Among the entries below, one stretch runs from the line that contains "the windmill tail" through the line that contains "of the shadow". Repeat that stretch exactly, ends included, and only that.

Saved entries
....

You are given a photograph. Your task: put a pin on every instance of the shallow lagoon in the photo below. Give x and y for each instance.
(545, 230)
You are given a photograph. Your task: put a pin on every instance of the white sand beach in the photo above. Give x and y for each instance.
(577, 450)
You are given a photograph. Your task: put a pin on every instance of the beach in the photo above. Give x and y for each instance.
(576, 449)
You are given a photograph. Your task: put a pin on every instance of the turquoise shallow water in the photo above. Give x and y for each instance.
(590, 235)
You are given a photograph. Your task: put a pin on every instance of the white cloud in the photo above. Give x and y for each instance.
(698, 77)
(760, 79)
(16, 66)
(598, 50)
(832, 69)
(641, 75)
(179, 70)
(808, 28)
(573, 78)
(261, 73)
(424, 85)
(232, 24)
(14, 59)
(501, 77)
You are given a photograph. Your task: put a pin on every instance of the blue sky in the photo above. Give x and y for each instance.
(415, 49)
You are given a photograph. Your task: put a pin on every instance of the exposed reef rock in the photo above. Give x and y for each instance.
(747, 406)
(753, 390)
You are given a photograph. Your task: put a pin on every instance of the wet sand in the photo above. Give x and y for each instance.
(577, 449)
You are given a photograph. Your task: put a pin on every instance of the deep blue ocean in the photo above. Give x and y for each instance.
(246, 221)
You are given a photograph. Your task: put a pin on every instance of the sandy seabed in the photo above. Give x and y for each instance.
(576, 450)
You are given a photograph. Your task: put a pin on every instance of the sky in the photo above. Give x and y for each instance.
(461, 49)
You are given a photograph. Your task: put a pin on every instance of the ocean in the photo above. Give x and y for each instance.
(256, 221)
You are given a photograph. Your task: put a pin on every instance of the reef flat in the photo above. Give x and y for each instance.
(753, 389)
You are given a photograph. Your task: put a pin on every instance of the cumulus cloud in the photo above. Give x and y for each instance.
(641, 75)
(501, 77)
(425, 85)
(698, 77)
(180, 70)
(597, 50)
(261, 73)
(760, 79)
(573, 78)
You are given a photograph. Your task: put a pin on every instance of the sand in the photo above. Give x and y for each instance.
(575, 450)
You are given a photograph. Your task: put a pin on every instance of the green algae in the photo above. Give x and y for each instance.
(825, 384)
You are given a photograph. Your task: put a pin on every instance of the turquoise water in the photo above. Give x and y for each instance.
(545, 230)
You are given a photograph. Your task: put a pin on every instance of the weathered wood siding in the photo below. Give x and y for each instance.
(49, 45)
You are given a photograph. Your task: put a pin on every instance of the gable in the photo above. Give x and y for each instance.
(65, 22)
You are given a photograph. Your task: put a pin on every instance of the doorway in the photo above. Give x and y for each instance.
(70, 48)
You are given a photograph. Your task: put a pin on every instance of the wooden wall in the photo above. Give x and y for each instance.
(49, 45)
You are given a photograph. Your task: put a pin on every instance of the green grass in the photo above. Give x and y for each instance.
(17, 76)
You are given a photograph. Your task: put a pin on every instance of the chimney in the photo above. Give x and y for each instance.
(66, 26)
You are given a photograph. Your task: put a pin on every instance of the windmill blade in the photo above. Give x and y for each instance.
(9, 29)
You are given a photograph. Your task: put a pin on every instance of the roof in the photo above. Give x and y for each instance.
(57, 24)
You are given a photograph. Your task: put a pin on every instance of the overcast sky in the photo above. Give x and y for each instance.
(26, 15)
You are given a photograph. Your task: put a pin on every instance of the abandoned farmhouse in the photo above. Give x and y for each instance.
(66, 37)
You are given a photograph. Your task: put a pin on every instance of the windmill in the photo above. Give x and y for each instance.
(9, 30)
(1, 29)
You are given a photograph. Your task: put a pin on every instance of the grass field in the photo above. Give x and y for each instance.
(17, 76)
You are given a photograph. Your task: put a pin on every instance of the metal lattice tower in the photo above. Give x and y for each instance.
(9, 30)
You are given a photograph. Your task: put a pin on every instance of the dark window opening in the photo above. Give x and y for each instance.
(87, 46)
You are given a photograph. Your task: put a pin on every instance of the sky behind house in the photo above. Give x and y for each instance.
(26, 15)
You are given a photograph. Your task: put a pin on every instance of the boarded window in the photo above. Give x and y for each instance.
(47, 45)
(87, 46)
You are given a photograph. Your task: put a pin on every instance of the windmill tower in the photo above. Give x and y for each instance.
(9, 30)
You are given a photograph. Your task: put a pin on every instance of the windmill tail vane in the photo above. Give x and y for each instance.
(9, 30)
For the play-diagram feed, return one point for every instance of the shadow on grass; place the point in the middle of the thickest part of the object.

....

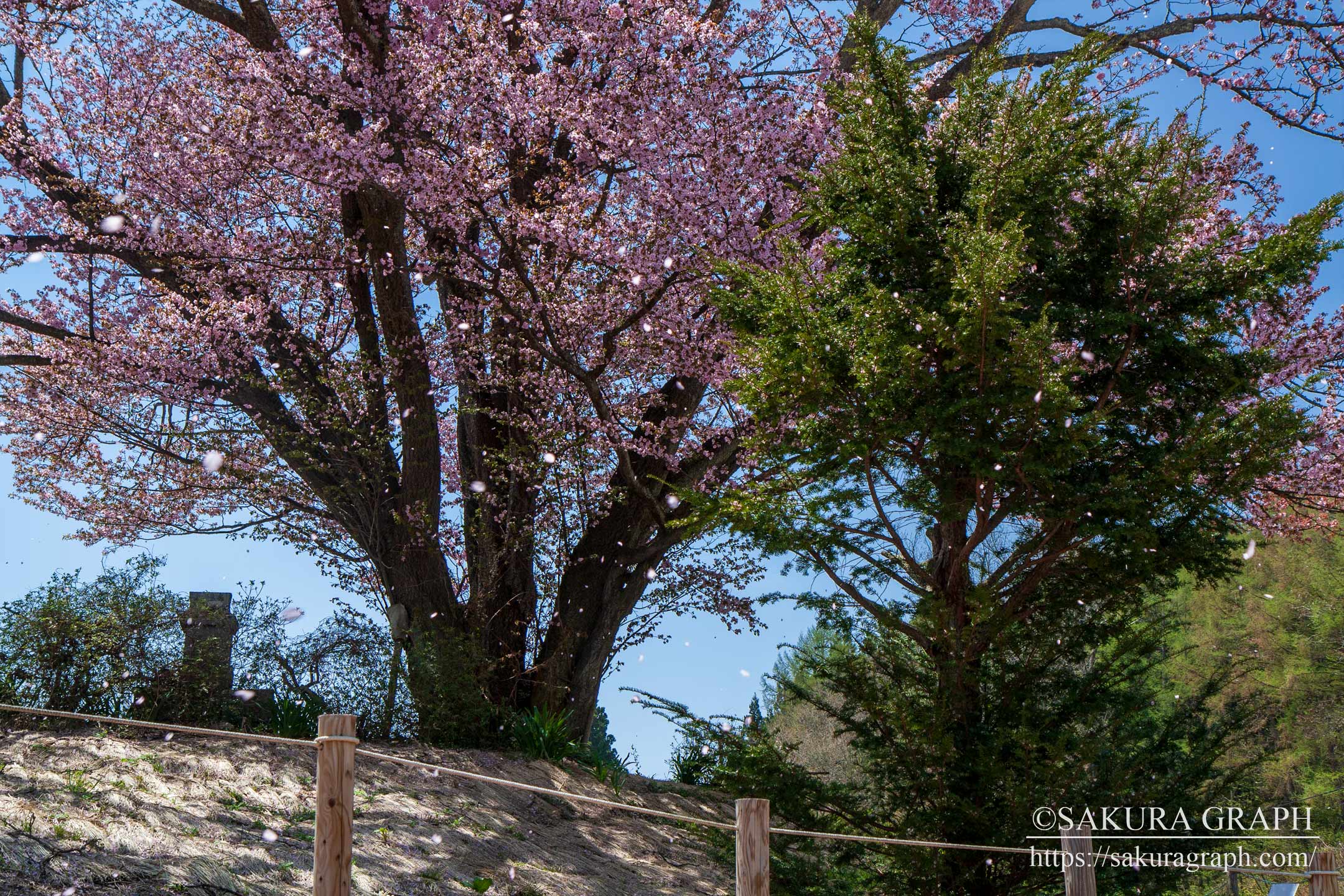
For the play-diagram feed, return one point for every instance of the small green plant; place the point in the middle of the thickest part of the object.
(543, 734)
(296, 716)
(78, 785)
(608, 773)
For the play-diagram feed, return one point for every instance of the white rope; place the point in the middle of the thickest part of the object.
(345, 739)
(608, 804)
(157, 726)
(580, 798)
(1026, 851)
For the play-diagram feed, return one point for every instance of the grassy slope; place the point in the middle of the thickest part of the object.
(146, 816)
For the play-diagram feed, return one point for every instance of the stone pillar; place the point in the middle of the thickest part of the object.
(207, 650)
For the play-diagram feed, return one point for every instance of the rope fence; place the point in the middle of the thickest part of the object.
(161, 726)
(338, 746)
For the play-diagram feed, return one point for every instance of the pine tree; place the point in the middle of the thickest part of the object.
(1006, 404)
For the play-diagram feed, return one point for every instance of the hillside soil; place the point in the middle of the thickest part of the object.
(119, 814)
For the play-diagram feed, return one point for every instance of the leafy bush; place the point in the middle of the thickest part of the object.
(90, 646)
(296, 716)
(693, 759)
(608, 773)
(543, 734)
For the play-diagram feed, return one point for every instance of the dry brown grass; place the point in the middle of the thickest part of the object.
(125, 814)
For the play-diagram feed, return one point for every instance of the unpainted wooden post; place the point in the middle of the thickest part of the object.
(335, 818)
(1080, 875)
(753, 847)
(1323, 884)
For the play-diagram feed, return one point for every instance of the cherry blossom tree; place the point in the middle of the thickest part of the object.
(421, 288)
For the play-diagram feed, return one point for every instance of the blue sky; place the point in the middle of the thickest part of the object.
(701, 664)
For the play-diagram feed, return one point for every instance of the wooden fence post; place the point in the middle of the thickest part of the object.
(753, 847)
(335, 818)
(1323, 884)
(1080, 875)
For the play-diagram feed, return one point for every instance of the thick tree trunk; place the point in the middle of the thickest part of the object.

....

EXPECTED OUTPUT
You are given a photograph. Your task: put a pin on every instance of the windmill tail vane in the photo above. Give x and y for each instance.
(9, 30)
For the play-diagram feed, return one point for every instance of the shadow on grass; place the point in the middle of the thickest part of the object.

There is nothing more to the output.